▶ **TEXT**
⟨
Professor and architect Jeh Vincent Johnson was born on July 8, 1931 in Nashville, Tennessee to Marie Antionette Burgette and Charles Spurgeon Johnson. He graduated from Pearl High School in Nashville, Tennessee in 1949. Johnson received his A.B. degree from Columbia University in New York in 1953 before being drafted to serve in the Counter Intelligence Corps of the U.S. Army until 1954. He then earned his M.A. degree in architecture in 1958 from Columbia University.

In 1956, Johnson was hired by Paul R. Williams as a designer. After graduate school, he received the William Kinne Fellows Fellowship and traveled throughout Europe studying architecture. He later joined the architectural firm of Adams and Woodbridge Architects in 1958. In 1962, Johnson co-founded Gindele and Johnson, along with William Gindele, where the focus of their work was on single and multi-family housing, community centers, churches, and schools. Two years later, Johnson accepted a faculty position in architecture and design at Vassar College in Poughkeepsie, New York. In 1967, he was appointed by President Lyndon B. Johnson to serve on the National Commission on Urban Problems. He also served as chair of the National Committee on Housing for the American Institute of Architects (AIA). In Detroit in 1971, Johnson co-founded the National Organization of Minority Architects along with several fellow members of AIA. In 1977, he was elected to the AIA’s college of fellows. Johnson later served as partner at the architectural and design firm of LeGendre, Johnson, McNeil Architects from 1980 to 1990. Johnson’s many architectural projects include the former Poughkeepsie Day School building, the Susan Stein Shiva Theater, the Poughkeepsie Catharine Street Center and Library, and the ALANA Center on the Vassar College campus. He retired from Vassar College in 2001 after thirty-seven years of teaching.
⟩
▶ **STORED RECORDS**
⟨
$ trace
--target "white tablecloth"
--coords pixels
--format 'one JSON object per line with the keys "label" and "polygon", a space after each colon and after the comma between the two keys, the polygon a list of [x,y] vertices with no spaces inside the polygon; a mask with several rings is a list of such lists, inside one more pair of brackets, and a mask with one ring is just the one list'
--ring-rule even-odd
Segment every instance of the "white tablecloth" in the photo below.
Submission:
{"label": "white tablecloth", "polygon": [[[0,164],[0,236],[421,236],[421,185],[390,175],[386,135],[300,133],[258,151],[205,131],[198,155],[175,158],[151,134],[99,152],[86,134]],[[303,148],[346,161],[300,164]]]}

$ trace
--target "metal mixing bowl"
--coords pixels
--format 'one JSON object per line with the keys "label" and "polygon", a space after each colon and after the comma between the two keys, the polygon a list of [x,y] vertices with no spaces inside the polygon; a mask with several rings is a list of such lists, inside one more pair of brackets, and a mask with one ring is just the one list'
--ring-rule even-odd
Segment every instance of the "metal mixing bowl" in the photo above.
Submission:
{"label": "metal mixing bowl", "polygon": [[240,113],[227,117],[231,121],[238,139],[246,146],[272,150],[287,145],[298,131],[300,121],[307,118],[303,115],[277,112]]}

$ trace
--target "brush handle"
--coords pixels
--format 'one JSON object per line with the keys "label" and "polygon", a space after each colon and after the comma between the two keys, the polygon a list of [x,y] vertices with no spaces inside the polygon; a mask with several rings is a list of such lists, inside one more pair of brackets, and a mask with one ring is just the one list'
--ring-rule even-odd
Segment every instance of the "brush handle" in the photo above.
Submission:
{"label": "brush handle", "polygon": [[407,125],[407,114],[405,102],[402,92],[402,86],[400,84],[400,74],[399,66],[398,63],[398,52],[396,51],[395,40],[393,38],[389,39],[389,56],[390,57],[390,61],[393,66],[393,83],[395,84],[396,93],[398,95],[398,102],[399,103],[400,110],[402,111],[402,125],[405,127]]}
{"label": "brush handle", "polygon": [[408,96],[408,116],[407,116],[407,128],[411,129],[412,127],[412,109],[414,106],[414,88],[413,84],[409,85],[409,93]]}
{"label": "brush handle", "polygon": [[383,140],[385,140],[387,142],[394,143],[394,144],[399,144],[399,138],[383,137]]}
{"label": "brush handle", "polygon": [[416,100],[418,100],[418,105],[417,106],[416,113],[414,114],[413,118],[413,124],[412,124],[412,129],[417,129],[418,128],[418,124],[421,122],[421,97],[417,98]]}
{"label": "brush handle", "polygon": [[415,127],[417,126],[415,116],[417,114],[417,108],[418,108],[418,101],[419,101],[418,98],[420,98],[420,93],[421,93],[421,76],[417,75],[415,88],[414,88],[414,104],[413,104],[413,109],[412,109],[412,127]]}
⟩
▶ **REQUIRED WORK**
[1] According to the biography of Jeh Vincent Johnson above, in what year and in which city did he co-found the National Organization of Minority Architects?
[2] Decide whether each statement below agrees with the biography of Jeh Vincent Johnson. Answer yes or no for each and quote the words of the biography that settle it.
(a) Johnson earned his M.A. degree in architecture from Columbia University in 1958.
(b) Johnson co-founded Gindele and Johnson after he had joined the faculty of Vassar College.
(c) Johnson taught at Vassar College for thirty years before retiring.
[3] Continue the biography of Jeh Vincent Johnson from the point where it stops.

▶ **THE RESPONSES**
[1] In 1971, in Detroit.

[2]
(a) Yes: "He then earned his M.A. degree in architecture in 1958 from Columbia University."
(b) No: "In 1962, Johnson co-founded Gindele and Johnson" and "Two years later, Johnson accepted a faculty position in architecture and design at Vassar College"
(c) No: "He retired from Vassar College in 2001 after thirty-seven years of teaching."

[3]
In 1997, Johnson was awarded a special citation from the New York chapter of the AIA for his advocacy on behalf of equal opportunity and housing issues.

Johnson and his wife, Norma Edelin Johnson, have two adult children, Jeh Charles Johnson and Marguerite Marie Johnson.

Jeh Vincent Johnson was interviewed by The HistoryMakers on April 8, 2019.